Python List Comprehensions Help

Ignition
121

That’s because you can’t use an else condition there (e.g. you can’t append a zero to the list with that syntax).

In which case, I suppose if it works, then it works, though I would probably add some parenthesis to make it clearer what you’re trying to do.

totals = [(a/b) if b else 0 for a,b in zip(net,eff)]

The difference is what the if..else statement is doing. In the first one, the comprehension looks at b, if it is not 0 it appends the result of (a/b), if it is 0 then it moves on to the next iteration. In the second one, the comprehension looks at b if it is not 0 it appends the result of (a/b), if it is 0 then it appends 0.

Throw this in script console to see the difference.

totals = [a/b for a,b in zip(net,eff) if b]

print totals

totals = []
for a,b in zip(net,eff):
    if b:
        totals.append(a/b)

print totals

totals = [(a/b) if b else 0 for a,b in zip(net,eff)]

print totals

totals = []

for a,b in zip(net,eff):
    if b:
        totals.append(a/b)
    else:
        totals.append(0)
122

To make it clearer what the difference between [x if a else y for x in iterable] and [x for x in iterable if a], i’d suggest putting it like this:

comprehension = [a/b for a, b in zip(net, eff) if b]

loop = []
for a, b in zip(net, eff):
    if b:
        loop.append(a/b)

comprehension == loop


comprehension = [(a/b) if b else 0 for a, b in zip(net, eff)]

loop = []
for a, b in zip(net, eff):
    loop.append(a/b if b else 0)

◆ ◆ ◆

• REQUEST 1:
In the thread on Python list comprehensions, what does the comprehension with the if..else statement append when b is 0?

[Records]
◆ ◆ ◆

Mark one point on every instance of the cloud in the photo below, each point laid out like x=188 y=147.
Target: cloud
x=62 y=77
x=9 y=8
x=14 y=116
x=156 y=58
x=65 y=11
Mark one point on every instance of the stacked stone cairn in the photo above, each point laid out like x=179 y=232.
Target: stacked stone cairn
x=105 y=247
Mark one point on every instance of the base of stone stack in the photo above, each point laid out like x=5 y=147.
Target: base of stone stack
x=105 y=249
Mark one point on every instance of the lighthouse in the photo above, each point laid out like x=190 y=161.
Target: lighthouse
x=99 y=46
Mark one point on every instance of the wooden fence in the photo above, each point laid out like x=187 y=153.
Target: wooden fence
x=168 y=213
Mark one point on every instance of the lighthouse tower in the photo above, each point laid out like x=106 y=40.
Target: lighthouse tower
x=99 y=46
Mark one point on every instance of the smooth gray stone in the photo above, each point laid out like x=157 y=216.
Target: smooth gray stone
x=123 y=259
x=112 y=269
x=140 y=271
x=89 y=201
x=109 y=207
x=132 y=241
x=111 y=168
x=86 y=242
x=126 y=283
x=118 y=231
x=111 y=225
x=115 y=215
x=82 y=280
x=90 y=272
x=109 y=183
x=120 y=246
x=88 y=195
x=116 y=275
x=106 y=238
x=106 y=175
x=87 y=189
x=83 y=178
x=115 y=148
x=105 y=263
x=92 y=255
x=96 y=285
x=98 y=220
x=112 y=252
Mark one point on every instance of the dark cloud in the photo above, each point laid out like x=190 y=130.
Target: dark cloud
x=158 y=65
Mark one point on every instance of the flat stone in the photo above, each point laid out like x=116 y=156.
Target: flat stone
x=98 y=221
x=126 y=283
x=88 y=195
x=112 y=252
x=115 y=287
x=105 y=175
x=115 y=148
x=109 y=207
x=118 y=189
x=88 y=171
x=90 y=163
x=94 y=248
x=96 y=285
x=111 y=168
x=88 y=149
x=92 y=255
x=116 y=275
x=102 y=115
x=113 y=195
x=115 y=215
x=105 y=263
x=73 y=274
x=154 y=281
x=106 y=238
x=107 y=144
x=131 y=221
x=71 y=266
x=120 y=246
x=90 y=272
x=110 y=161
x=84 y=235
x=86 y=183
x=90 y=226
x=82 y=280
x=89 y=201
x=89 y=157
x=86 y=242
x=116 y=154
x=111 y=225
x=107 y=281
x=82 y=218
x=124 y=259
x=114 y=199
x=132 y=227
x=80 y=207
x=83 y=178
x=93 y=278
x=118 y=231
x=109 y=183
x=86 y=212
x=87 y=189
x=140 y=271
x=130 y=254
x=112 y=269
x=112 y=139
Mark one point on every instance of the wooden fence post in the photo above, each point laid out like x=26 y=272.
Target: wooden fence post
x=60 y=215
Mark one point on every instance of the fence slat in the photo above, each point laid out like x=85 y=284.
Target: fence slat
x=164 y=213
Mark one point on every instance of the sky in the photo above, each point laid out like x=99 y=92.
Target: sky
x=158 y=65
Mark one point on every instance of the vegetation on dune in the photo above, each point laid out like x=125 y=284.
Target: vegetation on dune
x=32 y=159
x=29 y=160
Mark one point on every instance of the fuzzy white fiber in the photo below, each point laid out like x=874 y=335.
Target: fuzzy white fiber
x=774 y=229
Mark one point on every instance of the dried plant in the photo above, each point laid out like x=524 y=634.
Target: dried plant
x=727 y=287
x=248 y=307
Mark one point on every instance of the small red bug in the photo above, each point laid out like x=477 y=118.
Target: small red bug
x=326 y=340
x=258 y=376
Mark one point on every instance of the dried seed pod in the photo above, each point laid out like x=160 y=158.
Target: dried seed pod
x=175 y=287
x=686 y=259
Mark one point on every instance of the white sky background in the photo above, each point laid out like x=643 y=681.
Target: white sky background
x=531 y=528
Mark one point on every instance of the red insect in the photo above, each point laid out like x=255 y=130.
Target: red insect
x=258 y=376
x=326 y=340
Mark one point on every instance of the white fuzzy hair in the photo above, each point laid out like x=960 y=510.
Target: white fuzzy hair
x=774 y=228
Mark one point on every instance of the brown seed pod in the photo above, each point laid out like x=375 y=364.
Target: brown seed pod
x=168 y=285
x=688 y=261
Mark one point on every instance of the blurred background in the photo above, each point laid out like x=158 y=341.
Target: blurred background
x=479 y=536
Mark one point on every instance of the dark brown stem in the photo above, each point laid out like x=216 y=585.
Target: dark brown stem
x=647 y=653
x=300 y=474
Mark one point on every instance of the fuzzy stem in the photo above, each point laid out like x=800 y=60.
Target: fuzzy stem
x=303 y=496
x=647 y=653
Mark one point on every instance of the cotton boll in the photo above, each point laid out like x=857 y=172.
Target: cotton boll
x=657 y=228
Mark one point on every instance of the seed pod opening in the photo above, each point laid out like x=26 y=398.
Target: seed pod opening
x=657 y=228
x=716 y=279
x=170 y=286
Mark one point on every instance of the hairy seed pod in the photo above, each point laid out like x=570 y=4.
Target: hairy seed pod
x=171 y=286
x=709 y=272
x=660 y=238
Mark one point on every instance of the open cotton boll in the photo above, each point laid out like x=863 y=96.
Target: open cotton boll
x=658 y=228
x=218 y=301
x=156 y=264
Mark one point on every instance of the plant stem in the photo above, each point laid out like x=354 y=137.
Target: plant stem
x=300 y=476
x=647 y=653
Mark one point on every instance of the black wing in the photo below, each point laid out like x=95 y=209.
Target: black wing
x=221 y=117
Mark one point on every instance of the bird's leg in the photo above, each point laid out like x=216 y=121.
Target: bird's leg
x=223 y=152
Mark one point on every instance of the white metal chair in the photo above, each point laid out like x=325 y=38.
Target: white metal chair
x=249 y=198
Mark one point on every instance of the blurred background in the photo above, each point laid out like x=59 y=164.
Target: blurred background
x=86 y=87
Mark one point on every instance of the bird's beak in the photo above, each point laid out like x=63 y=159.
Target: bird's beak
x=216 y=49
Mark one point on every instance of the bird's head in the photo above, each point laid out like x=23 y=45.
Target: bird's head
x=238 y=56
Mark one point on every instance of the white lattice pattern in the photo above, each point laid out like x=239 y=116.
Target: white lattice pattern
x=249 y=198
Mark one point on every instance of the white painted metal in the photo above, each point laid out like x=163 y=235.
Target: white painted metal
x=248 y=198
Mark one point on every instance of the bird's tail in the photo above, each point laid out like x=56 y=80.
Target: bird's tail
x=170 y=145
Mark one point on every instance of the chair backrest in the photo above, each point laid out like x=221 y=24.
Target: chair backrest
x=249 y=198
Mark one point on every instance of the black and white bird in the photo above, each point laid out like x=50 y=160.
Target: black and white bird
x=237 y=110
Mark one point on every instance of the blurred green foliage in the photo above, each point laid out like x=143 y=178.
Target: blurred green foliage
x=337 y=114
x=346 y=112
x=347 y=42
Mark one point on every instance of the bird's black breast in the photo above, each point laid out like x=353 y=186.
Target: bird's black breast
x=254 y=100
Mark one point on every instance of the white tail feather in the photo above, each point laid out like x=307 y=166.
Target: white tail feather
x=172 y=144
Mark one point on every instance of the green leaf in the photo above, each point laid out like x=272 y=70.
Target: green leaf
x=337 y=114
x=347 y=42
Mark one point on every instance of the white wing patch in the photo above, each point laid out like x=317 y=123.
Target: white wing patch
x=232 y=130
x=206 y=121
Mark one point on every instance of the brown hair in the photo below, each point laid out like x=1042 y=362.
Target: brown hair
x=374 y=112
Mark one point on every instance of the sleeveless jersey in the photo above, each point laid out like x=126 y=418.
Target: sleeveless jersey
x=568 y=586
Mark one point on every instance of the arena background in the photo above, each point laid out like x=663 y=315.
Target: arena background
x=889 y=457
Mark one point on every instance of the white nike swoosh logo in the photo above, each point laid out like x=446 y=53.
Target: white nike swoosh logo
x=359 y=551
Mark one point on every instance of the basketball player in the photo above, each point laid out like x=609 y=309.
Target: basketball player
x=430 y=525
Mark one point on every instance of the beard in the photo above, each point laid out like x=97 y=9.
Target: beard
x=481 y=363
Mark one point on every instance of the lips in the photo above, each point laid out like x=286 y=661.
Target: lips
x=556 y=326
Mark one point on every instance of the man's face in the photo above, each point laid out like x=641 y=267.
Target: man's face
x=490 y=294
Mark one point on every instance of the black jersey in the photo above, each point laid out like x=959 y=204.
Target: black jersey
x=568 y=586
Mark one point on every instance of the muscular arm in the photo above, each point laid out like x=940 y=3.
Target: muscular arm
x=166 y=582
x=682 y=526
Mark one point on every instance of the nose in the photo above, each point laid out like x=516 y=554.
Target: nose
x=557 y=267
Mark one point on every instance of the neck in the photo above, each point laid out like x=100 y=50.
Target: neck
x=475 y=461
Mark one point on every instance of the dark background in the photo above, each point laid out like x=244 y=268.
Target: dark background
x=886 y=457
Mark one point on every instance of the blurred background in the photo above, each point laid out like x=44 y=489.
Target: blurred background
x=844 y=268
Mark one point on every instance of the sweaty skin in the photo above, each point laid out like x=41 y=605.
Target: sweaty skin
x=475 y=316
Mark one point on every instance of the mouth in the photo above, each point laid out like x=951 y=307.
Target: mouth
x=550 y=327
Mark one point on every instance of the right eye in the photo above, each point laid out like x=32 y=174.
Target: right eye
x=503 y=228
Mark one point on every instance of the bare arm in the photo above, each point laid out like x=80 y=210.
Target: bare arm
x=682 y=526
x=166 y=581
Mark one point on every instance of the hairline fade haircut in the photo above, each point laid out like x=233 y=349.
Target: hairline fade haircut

◆ ◆ ◆

• REQUEST 2:
Determine how many lines of the records contain the string "beard", treating uppercase and lowercase as different. Give only the number.

• FULL ANSWER 1:
It appends 0.

• FULL ANSWER 2:
2